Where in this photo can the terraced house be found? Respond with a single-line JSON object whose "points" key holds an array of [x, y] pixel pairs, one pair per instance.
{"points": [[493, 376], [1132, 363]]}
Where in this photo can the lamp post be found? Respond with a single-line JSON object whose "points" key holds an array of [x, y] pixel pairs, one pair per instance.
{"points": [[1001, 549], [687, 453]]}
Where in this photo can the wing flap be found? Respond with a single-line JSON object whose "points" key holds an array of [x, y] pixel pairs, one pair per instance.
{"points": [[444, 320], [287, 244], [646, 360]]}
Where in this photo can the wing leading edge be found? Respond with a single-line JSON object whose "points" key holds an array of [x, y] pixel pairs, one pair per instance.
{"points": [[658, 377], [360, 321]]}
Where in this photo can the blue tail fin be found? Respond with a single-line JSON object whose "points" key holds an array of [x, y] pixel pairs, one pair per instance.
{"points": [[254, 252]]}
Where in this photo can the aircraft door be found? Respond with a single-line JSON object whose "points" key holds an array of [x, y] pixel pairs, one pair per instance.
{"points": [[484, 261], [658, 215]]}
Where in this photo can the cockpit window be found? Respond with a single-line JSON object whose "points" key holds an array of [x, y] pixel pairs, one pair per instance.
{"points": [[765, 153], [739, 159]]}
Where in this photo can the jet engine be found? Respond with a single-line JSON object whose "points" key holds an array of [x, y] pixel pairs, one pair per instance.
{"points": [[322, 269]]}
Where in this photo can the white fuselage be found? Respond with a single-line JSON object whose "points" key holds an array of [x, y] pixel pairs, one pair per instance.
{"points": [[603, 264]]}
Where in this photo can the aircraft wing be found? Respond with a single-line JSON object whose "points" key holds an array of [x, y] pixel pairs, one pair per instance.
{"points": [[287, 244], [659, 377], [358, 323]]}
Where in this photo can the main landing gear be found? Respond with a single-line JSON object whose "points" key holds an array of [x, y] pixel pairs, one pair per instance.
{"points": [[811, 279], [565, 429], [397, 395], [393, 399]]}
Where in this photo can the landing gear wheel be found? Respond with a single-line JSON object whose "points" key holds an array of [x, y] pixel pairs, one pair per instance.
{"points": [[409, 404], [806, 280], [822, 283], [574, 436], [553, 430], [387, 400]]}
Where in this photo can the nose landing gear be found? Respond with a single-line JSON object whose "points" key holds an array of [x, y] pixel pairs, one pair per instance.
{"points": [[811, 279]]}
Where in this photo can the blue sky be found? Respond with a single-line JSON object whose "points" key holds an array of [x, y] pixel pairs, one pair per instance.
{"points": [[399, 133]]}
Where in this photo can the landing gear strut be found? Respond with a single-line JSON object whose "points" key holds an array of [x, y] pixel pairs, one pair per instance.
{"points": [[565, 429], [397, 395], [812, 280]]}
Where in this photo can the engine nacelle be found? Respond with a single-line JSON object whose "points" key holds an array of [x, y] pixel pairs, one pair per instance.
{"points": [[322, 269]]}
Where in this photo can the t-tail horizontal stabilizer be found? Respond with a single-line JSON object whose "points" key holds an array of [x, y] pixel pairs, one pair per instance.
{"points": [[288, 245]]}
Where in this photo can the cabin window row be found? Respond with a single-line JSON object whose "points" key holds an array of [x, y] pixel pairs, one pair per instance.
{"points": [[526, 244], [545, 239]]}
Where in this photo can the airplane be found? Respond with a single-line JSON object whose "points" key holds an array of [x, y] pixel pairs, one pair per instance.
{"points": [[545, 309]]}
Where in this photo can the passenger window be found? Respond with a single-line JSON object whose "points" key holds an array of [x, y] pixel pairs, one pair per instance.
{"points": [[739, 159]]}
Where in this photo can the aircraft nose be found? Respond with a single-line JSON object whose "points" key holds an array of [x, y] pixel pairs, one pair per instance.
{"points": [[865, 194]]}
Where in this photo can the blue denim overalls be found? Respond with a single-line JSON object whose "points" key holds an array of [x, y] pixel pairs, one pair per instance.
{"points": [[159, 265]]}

→ **WRITTEN PROBLEM**
Set all of the records down again, exactly as they stand.

→ **SOLUTION FOR THIS PROBLEM**
Where in this photo can the terraced house be found? Respond with a single-line JSON object whose "points" key holds an array of [x, y] pixel pairs, one pair per instance.
{"points": [[493, 376], [1132, 363]]}
Where in this photo can the lamp post be found? Respond with a single-line JSON object whose "points" key holds an array of [x, y] pixel pairs, one pair per instance.
{"points": [[1001, 549], [687, 453]]}
Where in this photo can the wing flap be found? Respond with a single-line JSON object whose "points" key holds an array of [x, y] pixel pairs, one pair per instance.
{"points": [[444, 320], [287, 244], [646, 360]]}
Where in this photo can the wing leading edge be found? Respond with a single-line JSON object whose "points" key holds an array of [x, y] pixel pairs, one pair per instance.
{"points": [[658, 377], [360, 321]]}
Where in this photo can the blue tail fin be found? Respond with a single-line JSON object whose "points" key holds an array of [x, y] pixel pairs, one pair per instance.
{"points": [[254, 252]]}
Where in this photo can the aircraft door be found? Respond with a single-line JSON object whose "points" key holds an array of [x, y] pixel pairs, one pair per instance.
{"points": [[484, 261], [658, 215]]}
Where in this photo can the cockpit window be found? Respond with a single-line JSON object whose "points" key holds an array of [x, y] pixel pairs, one pair per instance.
{"points": [[765, 153], [739, 159]]}
Where in this photo can the jet engine be found? Respond with a single-line JSON object whose "points" key holds an array of [x, y] pixel pairs, one pair per instance.
{"points": [[322, 269]]}
Where in this photo can the white fuselage be found? Respond with a single-line JSON object whose "points" key holds an array of [x, y] pixel pairs, one pair per instance.
{"points": [[603, 264]]}
Where in this photo can the aircraft wing be found? Respond with a single-line JSON object whose "points" key holds an array of [x, y] pixel pairs, one pair per instance.
{"points": [[287, 244], [659, 377], [358, 323]]}
Where in this photo can the main landing gear be found? Respond with a single-line JSON object whose "points" key holds an array of [x, y] pixel pairs, one pair per instance.
{"points": [[811, 279], [565, 429], [397, 395], [393, 399]]}
Where in this photo can the landing gear wheel be found? Respond with a single-line JSON object whose "points" key holds an array of [x, y] pixel pairs, one pair per instance.
{"points": [[409, 404], [806, 280], [822, 283], [574, 436], [553, 430], [387, 400]]}
Where in this photo can the nose landing gear be found? Respond with a single-line JSON object whose "points" key holds an array of [x, y] pixel pairs, one pair per instance.
{"points": [[811, 279]]}
Where in this photo can the blue sky be found? Respond with a single-line JSON object whose "points" key holds an array of [x, y] pixel pairs, one pair per instance.
{"points": [[399, 133]]}
Where in this photo can the landing gear strut be found? Respond with a single-line JSON object whose "points" key holds an array of [x, y] pixel pairs, one pair per instance.
{"points": [[565, 429], [397, 395], [812, 280]]}
Where in this photo can the engine nacelle be found? Respond with a single-line JSON object whose "points" key holds an array of [x, y] pixel pairs, one pair per instance.
{"points": [[322, 269]]}
Where in this photo can the t-tail horizontal stabilizer be found? Respond with a single-line JSON object whose "points" key holds an array of [x, y] pixel pairs, one pair per instance.
{"points": [[288, 245]]}
Where in this photo can the cabin window row be found? Respond with a single-line JSON object whose "points" key holds an array of [x, y] pixel pairs, one pair per instance.
{"points": [[526, 244], [545, 239]]}
Where in this photo can the airplane be found? Respond with a single-line JSON object whose "points" key holds an array of [x, y] pixel pairs, one pair per instance.
{"points": [[545, 309]]}
Where in this photo can the passenger window be found? Respond with a single-line JSON object whose "points" key holds an array of [x, y] pixel pairs, one pair per instance.
{"points": [[739, 159]]}
Where in this photo can the aircraft nose be found? Respond with a single-line JSON object whose "points" key holds an array of [x, y] pixel pairs, one pair per instance.
{"points": [[865, 194]]}
Where in this photo can the blue denim overalls be found? Respond with a single-line JSON object whose "points" key holds an array of [x, y] pixel pairs, one pair per instance.
{"points": [[159, 265]]}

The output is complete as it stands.